▶ Detalhes da tarefa
Dê continuidade ao relato da viagem de moto até Humaitá, começando logo após a última frase apresentada.

O caso é que fiquei satisfeito ao ver cinco homens, que levantam a moto enquanto tiro os dois pneus. Feito isso, tomo um banho e fico esperando uma carona, deitado, pitando um cigarrinho de palha para economizar os últimos dois que tenho. Como meu santo é forte, passa a Kombi que tinha dado os 100 cruzeiros na balsa.
Ganho a carona. Oitenta quilômetros depois, a Kombi pára no mato para o pessoal dormir e jantar. Agradeço o jantar – comera no acampamento dos peões – e durmo na Kombi. Às cinco da manhã, saímos para Humaitá e chego a uma sub-residência, antes da cidade. Tiro os dois pneus da Kombi, esqueço o galão de gasolina, mostro o cartão para o encarregado, mas ele não tem pneu de jipe. Peço que me levem a Humaitá e o encarregado sai, enquanto ensino o borracheiro como desmontar os pneus.
O encarregado volta com um pneu de jipe, dizendo que é da charrete de um colono. Falo que depois me comunicarei com o chefe de Humaitá e coloco o pneu na moto: é lameiro e serve direitinho. Um caminhão basculante me leva de volta até onde deixei a moto, 182 Km para trás.
Coloco o pneu traseiro e vou pôr o dianteiro de jipe. Como o pneu é muito alto, sou obrigado a arrancar o para-lama. Saio rodando devagar, pois estranho o pneu da frente, que derrapa no cascalho. Chego à sub-residência às nove da noite, com a gasolina na reserva. Durmo ali.
Saio às sete da manhã, e chego à placa indicando Humaitá do outro lado do rio Madeira às 9h50. Na balsa, todos querem falar comigo, mas não estou para muita conversa ( pela primeira vez ), concentrado em relembrar a viagem, feita com pouco dinheiro, sem uma arma, com esposa e filhas me esperando. Mas fiz o que poucos homens fizeram: em boas condições financeiras, vendi minha firma para viajar e volto a Manaus para começar tudo de novo, sem um pingo de arrependimento.

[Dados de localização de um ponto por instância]
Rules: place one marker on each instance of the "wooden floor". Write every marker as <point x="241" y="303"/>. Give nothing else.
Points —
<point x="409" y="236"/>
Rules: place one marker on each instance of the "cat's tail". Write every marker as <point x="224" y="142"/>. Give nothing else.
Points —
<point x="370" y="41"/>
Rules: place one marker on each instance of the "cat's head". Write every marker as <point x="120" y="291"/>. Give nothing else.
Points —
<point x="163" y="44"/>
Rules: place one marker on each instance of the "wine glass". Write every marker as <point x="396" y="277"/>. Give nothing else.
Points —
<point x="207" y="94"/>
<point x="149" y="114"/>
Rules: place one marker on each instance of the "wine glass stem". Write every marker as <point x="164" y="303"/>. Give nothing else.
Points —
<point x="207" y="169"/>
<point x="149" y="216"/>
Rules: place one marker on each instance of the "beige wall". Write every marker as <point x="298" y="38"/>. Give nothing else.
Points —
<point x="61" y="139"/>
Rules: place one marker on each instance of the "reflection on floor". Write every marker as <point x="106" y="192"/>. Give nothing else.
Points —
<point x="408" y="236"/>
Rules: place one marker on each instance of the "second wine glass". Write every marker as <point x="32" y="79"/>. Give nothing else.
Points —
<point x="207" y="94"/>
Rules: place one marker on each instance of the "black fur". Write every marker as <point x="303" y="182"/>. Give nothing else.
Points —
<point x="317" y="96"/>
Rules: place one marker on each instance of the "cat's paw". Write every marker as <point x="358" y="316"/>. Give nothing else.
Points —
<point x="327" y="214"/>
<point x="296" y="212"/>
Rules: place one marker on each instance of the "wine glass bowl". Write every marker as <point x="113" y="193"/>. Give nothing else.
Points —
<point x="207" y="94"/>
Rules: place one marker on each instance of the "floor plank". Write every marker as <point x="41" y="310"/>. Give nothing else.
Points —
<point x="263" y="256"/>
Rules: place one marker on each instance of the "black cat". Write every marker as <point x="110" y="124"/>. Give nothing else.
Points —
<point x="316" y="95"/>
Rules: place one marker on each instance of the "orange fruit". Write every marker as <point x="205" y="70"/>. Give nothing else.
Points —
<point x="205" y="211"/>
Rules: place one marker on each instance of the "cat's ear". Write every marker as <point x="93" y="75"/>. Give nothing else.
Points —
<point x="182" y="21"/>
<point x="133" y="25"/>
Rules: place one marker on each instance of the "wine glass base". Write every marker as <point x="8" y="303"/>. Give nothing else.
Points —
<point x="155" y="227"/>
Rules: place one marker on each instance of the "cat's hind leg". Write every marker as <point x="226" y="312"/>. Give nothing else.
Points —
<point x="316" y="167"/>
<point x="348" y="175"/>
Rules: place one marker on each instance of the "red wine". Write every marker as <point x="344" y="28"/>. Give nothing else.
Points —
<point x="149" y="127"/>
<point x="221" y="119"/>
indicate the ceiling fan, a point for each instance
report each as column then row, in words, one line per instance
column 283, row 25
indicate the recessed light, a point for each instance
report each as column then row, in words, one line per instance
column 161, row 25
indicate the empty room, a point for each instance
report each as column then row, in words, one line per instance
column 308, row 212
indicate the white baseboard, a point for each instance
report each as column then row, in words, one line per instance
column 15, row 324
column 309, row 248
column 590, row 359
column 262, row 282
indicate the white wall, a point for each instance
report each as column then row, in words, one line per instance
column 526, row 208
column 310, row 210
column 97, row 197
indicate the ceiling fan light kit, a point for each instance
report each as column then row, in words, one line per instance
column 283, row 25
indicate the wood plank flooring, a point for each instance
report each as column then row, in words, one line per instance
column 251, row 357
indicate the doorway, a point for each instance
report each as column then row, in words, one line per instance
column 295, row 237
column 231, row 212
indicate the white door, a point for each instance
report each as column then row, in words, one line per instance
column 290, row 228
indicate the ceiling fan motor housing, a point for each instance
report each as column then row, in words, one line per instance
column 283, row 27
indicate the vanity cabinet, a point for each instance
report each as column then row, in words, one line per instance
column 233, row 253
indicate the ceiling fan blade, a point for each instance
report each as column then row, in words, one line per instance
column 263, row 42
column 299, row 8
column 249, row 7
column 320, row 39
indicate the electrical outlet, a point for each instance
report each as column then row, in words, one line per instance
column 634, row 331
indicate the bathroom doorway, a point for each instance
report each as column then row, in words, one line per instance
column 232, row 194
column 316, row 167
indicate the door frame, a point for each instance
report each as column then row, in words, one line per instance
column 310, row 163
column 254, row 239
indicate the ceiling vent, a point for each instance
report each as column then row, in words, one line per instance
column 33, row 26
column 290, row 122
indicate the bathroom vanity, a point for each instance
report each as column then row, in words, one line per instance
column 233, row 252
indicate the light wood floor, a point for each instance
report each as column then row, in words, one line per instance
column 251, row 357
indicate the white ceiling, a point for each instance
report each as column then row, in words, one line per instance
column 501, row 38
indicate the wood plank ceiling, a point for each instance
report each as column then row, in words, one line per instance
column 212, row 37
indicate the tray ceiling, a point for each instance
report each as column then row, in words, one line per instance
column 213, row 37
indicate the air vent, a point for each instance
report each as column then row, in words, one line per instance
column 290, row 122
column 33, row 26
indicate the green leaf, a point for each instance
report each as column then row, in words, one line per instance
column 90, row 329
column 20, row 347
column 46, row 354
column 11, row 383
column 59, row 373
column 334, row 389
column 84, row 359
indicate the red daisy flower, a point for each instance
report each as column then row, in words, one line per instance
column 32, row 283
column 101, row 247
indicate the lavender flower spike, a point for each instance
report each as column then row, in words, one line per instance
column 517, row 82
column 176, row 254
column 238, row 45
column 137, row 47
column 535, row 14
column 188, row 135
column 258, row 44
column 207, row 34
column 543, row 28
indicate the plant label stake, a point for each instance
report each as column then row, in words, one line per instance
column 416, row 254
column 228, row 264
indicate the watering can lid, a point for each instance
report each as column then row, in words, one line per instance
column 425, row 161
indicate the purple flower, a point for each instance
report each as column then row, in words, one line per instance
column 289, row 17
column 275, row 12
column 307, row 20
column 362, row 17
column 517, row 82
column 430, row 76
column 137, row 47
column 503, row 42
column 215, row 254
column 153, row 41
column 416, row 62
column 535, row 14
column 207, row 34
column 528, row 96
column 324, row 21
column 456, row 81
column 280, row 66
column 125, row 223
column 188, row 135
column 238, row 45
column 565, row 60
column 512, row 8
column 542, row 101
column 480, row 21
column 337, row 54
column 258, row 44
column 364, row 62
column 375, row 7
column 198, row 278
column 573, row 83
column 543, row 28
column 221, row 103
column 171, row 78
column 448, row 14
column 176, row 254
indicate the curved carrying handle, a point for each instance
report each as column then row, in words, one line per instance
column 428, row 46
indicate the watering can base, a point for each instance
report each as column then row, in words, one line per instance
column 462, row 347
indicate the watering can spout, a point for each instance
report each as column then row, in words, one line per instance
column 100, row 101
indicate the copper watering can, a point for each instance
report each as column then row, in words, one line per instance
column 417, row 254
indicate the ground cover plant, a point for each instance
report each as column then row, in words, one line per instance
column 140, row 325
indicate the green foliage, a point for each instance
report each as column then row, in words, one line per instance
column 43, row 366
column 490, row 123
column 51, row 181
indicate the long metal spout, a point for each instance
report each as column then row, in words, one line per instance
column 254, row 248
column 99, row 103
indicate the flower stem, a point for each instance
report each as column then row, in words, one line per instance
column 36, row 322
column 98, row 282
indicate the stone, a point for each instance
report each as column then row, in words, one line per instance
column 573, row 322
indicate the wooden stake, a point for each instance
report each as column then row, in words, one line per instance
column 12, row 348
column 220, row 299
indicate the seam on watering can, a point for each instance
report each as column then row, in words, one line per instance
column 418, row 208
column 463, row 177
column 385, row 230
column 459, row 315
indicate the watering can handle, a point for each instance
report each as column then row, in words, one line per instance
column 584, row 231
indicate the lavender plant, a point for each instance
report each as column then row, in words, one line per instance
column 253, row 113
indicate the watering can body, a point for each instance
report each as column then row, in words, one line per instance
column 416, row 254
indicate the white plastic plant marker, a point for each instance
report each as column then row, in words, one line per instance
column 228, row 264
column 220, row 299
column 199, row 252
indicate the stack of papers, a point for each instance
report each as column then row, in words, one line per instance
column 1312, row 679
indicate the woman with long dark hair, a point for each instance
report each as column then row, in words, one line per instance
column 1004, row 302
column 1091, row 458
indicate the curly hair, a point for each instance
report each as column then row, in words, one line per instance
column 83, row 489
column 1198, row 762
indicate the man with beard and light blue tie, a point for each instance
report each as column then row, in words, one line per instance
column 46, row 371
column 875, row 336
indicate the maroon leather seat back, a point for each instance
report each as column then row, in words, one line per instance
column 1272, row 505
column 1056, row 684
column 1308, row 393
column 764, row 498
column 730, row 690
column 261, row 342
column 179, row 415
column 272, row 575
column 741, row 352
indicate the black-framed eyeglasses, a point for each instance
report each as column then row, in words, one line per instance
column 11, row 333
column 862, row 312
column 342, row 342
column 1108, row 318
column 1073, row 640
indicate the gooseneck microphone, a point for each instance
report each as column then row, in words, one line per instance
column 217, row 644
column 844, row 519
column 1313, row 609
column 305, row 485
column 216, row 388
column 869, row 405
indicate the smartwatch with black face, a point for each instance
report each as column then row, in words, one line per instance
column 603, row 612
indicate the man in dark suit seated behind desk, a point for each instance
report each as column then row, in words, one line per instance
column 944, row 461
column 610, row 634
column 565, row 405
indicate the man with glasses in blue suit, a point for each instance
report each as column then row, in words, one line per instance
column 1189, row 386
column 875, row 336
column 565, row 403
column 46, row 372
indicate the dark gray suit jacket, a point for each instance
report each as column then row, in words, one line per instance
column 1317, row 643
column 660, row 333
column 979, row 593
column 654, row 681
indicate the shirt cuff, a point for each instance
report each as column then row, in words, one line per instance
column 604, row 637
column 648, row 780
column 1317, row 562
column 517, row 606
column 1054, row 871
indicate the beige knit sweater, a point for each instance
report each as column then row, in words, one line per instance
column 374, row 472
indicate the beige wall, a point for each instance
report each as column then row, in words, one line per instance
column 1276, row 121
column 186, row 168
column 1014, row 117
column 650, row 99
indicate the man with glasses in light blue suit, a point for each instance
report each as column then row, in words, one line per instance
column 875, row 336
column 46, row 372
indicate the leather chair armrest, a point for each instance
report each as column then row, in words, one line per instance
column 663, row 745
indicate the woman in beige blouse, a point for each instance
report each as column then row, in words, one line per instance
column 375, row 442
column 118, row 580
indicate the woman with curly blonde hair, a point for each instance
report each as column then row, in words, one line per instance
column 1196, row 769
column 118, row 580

▶ Resultado do exercício
Passo pela prefeitura de Humaitá, pego outra declaração, e procuro o engenheiro da residência do DNER. Peço gasolina, óleo e um galão plástico para levar reserva de gasolina. Tem postos na estrada, mas estou sem dinheiro: sobraram apenas 5 cruzeiros, com os quais compro um maço de cigarros barato e tomo um cafezinho.
O rumo agora é Manaus. São quase 4h da tarde e a fome é grande. Tomo três copos de água e saio rodando. Quanto mais a fome aperta, mais a moto corre, pois agora estou no asfalto – a estrada Manaus-Porto-Velho foi inaugurada em março. Chego ao acampamento do DNER a uns 100 Km do encontro das águas do Rio Negro com o Amazonas, a uns 8 Km de Manaus.
São 3 horas da manhã e acordo o engenheiro responsável, que fica apavorado, pois não tem acomodação para mim. Digo que não se preocupe, pois dormirei dentro de um carro. Depois pego um vigia e vou com ele à cozinha. Como oito ovos fritos, cenoura, mamão, peixe, pão, queijo, suco e café. E não comi mais porque cochilei em cima do prato. Acordo mais cedo que o engenheiro, abasteço a moto, completo o óleo.
Às 2 horas da tarde, saio da balsa e piso o solo de Manaus. Saio buzinando, paro na casa do Edson, meu primo, e fumo um bom Minister. Ele compra meia dúzia de cerveja e, às 9 horas da noite, tomo um banho.
Cheguei a Manaus no dia 23 de junho de 1976, depois de uma viagem que durou quatro meses e quatro dias. Gastei 32 mil cruzeiros, contando com a venda do equipamento da moto. Levei oito quedas e saí arranhado em apenas uma. Conversei com mais de três mil pessoas.
Hoje é 27 de junho de 1976. Já estou trabalhando, começando tudo de novo, pois só tenho a esposa, as filhas Daniela e Paula e uma moto Harley Davidson 1976 que parece 1940 ( toda arranhada, faltando farol e piscas ).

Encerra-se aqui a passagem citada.